• _Instructions_
[1] Answer these questions from the post on accessibility trees:
(a) What three things can an AI agent look at on a webpage?
(b) What does each node in the accessibility tree have?
(c) For how long has this infrastructure been shipping in browsers?
[2] Repeat the part of the post on accessibility trees starting with "You can poke" and going on through "a different consumer.", word for word.

• _Passage_
= Beginning of Section =

Other posts

Accessibility Trees for AI Browsing

by Jerome Etienne on Sat May 02 2026

An AI agent staring at a webpage has three things it can look at: the raw HTML, a screenshot, or the accessibility tree. Most projects pick one of the first two and quietly suffer for it. I want to argue for the third — and for a CSS-shaped selector language layered on top of it — as the right substrate for agents that browse the web.

What the Accessibility Tree Actually Is

Every modern browser already builds a second, parallel representation of the page next to the DOM: the accessibility tree (a11y tree, or AX tree). It exists for screen readers and other assistive tech. Each node has a role (button, link, heading, navigation), an optional name (the human-readable label — "Submit", "Sign in", "Search products"), and a small bag of ARIA attributes (disabled, expanded, href, level).

It's hierarchical, semantic, and pre-pruned. Layout divs collapse. Decorative spans disappear. What's left is the page as something with intent.

You can poke at it without writing any code:

Playwright also treats the a11y tree as a first-class testing surface — its accessibility testing guide shows how to scan pages for WCAG violations with @axe-core/playwright. The point isn't that we need axe; it's that mainstream test tooling already builds on this substrate, so the infrastructure is mature.

This is not new infrastructure. It's been shipping in browsers for a decade. We're just pointing it at a different consumer.

Why the DOM and Screenshots Both Fall Short

The DOM is too noisy. A typical page is thousands of nested divs with class names like css-1gx4k7c that change every deploy. Feeding raw HTML to an LLM burns tokens on layout scaffolding and forces the model to reason about structure that has nothing to do with what the page means. Worse, any selector you derive from it (div.header > nav > ul > li:nth-child(3) > a) is one CSS refactor away from breaking.

= End of Section =

• _Records shown_
= Beginning of Section =

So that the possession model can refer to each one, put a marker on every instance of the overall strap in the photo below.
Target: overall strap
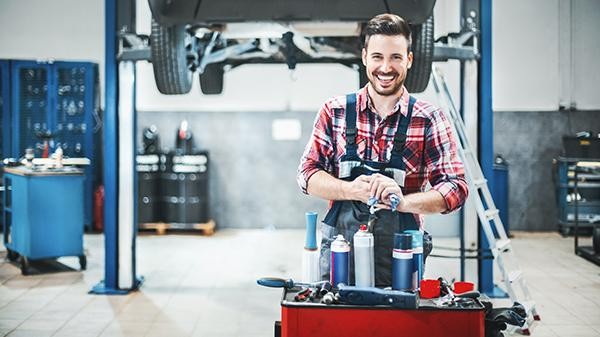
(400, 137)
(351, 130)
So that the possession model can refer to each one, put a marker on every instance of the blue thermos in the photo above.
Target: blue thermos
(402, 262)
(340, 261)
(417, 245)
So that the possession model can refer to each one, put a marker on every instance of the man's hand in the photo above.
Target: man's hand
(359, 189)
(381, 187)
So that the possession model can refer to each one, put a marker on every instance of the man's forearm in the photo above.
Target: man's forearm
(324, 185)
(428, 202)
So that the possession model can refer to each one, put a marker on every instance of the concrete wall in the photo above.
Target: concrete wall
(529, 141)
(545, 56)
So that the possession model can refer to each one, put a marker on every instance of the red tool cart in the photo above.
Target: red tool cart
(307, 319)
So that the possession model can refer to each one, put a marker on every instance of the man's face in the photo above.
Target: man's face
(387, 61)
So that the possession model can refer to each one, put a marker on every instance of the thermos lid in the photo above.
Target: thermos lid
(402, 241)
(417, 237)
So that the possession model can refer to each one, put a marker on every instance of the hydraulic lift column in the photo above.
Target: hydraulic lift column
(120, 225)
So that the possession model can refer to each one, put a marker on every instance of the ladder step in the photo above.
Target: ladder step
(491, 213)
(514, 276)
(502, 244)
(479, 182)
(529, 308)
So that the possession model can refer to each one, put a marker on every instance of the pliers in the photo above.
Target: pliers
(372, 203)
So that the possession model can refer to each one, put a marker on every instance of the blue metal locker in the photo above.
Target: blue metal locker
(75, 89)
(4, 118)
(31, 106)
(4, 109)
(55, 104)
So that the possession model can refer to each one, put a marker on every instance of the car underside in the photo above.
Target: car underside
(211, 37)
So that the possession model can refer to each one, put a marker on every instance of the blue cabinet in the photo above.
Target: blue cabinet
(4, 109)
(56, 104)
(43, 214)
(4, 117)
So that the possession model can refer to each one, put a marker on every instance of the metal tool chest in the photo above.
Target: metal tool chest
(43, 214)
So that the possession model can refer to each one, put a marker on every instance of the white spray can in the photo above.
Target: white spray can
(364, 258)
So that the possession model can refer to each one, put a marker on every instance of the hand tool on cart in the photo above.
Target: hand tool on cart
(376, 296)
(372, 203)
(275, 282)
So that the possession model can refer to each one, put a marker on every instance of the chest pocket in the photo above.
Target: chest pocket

= End of Section =
= Beginning of Section =

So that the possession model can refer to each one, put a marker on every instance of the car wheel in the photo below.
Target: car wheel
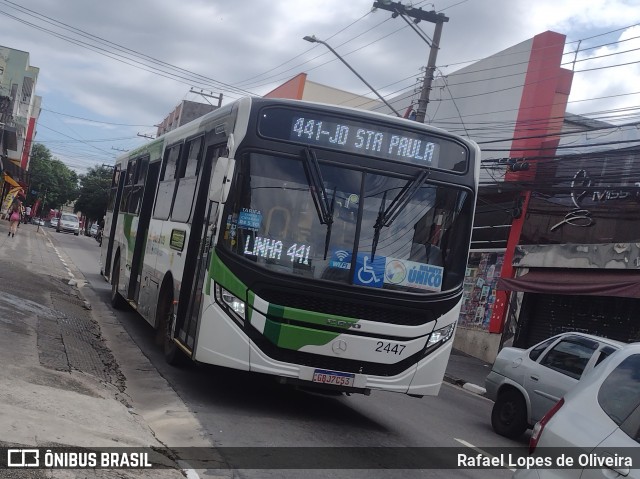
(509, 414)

= End of Section =
= Beginning of Section =

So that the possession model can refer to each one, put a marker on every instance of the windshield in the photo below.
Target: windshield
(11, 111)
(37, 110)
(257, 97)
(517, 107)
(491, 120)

= End of Section =

• _Per-task outputs_
[1]
(a) The raw HTML, a screenshot, or the accessibility tree.
(b) A role, an optional name, and a small bag of ARIA attributes.
(c) For a decade.

[2]
You can poke at it without writing any code:

Playwright also treats the a11y tree as a first-class testing surface — its accessibility testing guide shows how to scan pages for WCAG violations with @axe-core/playwright. The point isn't that we need axe; it's that mainstream test tooling already builds on this substrate, so the infrastructure is mature.

This is not new infrastructure. It's been shipping in browsers for a decade. We're just pointing it at a different consumer.